>> BEGIN

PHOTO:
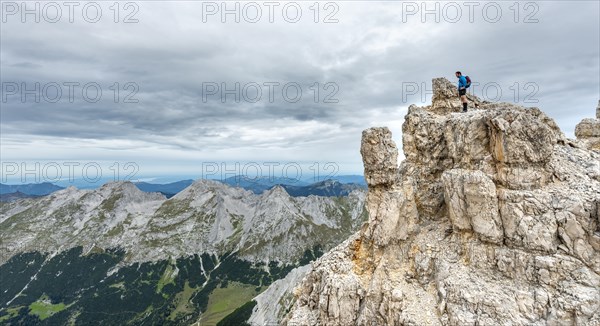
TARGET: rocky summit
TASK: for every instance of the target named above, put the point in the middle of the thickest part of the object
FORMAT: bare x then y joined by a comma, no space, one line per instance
493,218
588,131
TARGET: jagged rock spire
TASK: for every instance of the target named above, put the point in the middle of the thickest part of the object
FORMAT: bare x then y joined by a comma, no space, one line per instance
588,131
492,219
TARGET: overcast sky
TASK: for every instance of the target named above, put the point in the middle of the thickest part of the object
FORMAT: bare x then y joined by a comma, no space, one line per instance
361,55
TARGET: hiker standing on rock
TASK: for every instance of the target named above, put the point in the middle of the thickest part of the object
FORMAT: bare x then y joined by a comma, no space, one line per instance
463,84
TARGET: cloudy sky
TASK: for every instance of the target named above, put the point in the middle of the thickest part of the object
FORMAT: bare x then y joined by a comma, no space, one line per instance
180,62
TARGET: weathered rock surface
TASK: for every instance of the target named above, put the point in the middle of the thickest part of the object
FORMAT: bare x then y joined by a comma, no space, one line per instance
588,131
492,219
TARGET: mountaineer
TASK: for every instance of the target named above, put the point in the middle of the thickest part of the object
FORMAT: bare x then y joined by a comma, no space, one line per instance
463,84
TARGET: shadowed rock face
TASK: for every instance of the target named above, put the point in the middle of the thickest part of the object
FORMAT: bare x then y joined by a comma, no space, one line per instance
493,218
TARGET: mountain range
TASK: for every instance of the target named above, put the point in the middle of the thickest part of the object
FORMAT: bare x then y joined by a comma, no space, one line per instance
117,255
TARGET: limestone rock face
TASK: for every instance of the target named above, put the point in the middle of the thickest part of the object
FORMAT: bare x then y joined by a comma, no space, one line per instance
492,219
588,131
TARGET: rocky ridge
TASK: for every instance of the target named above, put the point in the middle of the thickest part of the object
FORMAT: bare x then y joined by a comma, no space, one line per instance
493,218
588,131
206,217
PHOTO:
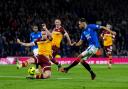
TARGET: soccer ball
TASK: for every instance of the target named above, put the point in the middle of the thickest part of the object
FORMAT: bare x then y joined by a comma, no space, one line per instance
32,70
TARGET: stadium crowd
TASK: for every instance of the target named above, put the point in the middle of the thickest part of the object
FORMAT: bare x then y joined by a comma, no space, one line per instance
17,17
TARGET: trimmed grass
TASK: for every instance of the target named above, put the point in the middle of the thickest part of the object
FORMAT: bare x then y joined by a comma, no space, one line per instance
77,78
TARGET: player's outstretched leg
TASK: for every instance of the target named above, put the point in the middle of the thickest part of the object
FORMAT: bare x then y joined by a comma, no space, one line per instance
40,75
56,62
66,69
25,63
87,66
109,62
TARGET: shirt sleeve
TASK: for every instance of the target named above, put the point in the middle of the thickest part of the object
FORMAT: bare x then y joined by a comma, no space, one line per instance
30,37
82,37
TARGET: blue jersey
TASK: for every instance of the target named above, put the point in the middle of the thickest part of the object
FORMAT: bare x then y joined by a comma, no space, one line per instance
33,37
90,34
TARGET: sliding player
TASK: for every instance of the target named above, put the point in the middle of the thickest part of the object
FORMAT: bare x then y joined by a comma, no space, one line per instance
33,36
44,55
107,39
89,33
58,34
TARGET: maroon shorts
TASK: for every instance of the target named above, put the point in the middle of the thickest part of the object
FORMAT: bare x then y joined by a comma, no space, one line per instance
43,61
108,50
55,51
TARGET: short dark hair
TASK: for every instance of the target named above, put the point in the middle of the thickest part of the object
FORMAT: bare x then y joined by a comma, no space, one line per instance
82,20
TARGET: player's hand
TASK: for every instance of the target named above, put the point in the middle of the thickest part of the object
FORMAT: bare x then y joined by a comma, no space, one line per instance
18,41
72,44
44,26
114,33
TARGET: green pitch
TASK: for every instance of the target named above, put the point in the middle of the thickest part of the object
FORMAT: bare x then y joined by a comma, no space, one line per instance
77,78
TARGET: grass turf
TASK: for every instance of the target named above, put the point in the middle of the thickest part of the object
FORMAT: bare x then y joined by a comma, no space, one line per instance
76,78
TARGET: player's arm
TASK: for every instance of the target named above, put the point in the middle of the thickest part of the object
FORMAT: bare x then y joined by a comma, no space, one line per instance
79,43
25,44
105,28
48,32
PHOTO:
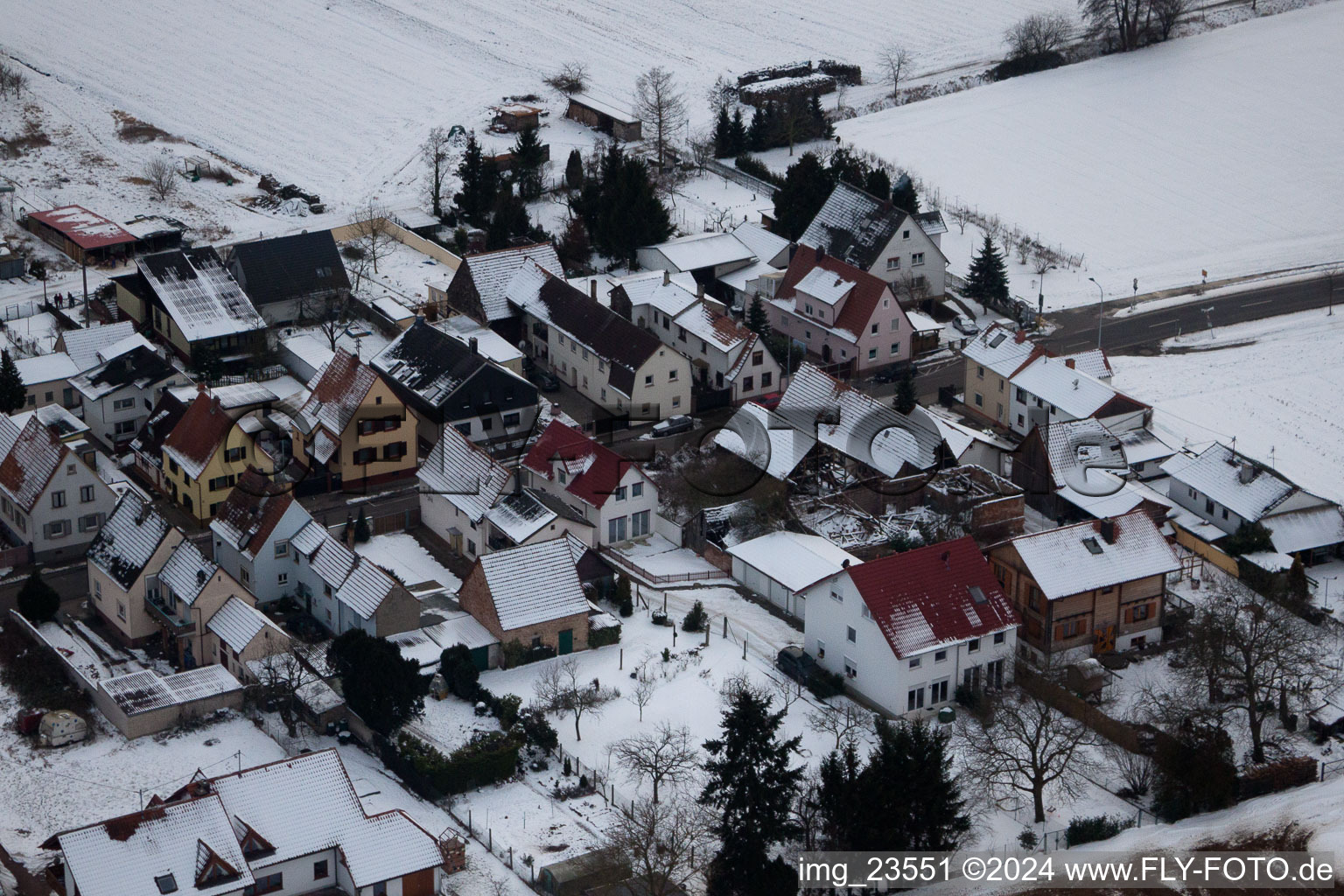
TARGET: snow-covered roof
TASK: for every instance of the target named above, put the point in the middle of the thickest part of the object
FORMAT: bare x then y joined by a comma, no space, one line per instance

>> END

Stated task:
Please copy the rows word for word, starting at the line that contains "TARGET: player's hand" and ending at the final line of the rows. Leave the pictures out of your copy.

The answer:
TARGET: player's hand
TASK: for every instance of the target named above, put the point in the middle of the thickest part of the object
FORMAT: bare x then y joined by a comma, no space, one line per instance
18,41
72,44
44,26
114,33
TARGET: green pitch
TASK: for every instance of the target named above, put the point in the middle of the thickest part of the object
FORMAT: bare x then y joined by a comma, no space, one line per instance
77,78
TARGET: grass turf
TASK: for every instance of the target named above, put the point in the middle of the thickest part of the object
FORMAT: bare x then y joined by a comma, no space, one line per instance
76,78
TARGET: player's arm
TASK: for every instance of the target named above, put the point in the middle of the thickest part of the object
FORMAT: bare x then y joined by a comma, no space, one line per instance
79,43
25,44
105,28
48,32
PHOTO:
TARGET: snow-covered roof
TASK: for every instance of the target named above, put the point in the middle of the thickest part of the object
FORMAT: bare x then y joined by a comma, no space, one line per instance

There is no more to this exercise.